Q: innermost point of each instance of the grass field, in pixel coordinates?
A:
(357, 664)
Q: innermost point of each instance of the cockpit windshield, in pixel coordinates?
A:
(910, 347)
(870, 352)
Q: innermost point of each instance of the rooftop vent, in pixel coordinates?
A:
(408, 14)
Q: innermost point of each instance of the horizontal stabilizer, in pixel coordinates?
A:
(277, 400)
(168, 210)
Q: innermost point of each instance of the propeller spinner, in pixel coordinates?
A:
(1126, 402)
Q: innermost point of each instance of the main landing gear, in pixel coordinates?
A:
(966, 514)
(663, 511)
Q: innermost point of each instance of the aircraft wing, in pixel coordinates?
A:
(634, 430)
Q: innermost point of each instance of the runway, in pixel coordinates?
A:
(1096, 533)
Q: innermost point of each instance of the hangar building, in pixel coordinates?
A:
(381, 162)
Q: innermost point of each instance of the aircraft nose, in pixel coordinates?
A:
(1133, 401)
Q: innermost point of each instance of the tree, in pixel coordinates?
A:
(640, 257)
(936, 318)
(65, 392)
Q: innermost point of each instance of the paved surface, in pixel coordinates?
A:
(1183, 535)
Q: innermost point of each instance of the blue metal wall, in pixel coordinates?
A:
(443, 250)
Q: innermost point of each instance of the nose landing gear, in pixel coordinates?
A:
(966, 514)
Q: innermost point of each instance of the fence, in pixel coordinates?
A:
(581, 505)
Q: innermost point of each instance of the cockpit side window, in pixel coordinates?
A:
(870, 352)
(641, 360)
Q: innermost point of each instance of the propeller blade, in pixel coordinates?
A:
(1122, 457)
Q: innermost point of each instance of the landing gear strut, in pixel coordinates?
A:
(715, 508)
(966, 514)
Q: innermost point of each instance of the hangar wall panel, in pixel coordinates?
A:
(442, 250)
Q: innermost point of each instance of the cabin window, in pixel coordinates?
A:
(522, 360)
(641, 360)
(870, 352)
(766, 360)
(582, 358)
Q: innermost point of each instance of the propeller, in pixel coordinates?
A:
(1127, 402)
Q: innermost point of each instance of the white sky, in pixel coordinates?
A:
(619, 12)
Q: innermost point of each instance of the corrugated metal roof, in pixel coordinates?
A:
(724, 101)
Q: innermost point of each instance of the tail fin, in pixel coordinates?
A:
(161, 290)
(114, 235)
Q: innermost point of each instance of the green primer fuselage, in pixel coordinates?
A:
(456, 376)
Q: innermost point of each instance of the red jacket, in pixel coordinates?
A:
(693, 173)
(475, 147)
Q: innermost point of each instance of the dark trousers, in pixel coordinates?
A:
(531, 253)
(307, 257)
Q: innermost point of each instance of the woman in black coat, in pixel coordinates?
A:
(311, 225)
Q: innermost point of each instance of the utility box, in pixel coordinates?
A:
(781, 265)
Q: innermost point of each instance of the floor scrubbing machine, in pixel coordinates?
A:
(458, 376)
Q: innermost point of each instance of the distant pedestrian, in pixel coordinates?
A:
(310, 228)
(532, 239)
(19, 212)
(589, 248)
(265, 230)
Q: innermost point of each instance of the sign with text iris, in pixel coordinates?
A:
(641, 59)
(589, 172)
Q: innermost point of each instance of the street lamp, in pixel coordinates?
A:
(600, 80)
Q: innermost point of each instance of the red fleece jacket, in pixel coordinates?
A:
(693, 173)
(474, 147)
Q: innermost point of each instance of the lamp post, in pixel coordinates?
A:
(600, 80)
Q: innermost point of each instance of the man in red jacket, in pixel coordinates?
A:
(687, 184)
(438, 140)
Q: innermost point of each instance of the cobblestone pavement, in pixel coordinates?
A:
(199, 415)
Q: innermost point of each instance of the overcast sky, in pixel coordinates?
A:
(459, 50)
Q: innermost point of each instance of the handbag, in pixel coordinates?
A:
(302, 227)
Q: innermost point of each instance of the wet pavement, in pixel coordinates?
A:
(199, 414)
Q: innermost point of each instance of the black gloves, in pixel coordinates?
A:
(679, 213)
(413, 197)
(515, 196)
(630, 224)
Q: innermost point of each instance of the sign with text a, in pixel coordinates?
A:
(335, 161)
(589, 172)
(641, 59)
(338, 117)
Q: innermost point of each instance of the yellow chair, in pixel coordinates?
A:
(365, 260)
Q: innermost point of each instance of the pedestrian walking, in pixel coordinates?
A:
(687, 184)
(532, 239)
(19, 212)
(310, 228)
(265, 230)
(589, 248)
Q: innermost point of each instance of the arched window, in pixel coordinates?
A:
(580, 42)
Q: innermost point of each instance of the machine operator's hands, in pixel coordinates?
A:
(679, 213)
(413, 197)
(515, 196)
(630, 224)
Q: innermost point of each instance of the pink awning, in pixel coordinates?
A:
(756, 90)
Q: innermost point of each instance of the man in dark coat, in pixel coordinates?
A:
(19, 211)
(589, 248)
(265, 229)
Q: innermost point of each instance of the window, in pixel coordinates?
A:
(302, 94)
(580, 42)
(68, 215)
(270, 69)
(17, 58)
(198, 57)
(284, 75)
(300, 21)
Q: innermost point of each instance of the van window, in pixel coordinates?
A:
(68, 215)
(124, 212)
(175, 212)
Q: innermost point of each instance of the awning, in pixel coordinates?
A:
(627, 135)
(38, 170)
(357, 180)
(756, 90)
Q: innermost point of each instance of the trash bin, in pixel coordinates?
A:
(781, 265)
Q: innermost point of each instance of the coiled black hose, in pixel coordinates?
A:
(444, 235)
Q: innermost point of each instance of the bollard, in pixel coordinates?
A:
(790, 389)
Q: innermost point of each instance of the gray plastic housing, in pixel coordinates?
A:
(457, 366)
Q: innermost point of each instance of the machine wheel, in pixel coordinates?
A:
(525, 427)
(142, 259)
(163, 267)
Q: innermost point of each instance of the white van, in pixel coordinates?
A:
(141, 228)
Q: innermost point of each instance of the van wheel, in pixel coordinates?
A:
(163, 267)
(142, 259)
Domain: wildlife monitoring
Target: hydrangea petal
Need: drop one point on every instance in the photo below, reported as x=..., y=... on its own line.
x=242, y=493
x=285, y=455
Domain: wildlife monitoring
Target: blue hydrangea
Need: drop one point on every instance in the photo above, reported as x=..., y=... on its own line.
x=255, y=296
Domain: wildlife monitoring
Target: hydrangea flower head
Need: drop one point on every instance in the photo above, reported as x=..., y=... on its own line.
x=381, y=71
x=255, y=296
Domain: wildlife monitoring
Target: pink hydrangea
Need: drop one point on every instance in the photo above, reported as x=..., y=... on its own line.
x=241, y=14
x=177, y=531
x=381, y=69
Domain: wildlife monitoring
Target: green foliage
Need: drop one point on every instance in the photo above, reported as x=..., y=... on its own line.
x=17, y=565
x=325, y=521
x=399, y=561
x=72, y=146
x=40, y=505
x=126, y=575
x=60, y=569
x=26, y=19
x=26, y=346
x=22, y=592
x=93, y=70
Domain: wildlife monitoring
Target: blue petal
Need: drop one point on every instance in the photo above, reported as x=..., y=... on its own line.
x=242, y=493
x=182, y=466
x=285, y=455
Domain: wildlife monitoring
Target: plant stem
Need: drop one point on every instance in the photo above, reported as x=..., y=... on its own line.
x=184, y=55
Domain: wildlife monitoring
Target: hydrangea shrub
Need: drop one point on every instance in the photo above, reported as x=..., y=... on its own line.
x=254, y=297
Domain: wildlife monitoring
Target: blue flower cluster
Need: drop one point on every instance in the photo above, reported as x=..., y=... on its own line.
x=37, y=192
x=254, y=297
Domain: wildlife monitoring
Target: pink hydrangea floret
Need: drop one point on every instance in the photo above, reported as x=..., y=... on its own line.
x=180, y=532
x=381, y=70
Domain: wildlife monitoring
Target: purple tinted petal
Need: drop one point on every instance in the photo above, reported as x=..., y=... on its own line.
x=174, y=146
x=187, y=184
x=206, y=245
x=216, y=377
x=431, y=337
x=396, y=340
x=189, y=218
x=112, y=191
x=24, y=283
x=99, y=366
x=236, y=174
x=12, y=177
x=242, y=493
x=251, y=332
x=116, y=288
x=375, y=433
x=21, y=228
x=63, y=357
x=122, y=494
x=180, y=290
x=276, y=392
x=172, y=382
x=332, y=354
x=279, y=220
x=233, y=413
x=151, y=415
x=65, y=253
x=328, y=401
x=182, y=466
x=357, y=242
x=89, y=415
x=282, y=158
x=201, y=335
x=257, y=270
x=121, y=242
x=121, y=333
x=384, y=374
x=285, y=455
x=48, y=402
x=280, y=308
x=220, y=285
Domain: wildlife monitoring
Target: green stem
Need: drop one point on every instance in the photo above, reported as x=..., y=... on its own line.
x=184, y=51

================

§ Aim of the exercise: Identify every line above that includes the word "machine", and show those lines.

§ Response for this exercise:
Q: innermost point of each instance of the floor scrubbing machine, in pixel coordinates?
Q: innermost point of each instance of the machine operator's hands, in pixel coordinates?
Q: innermost point of each instance of the machine wheel, in pixel coordinates?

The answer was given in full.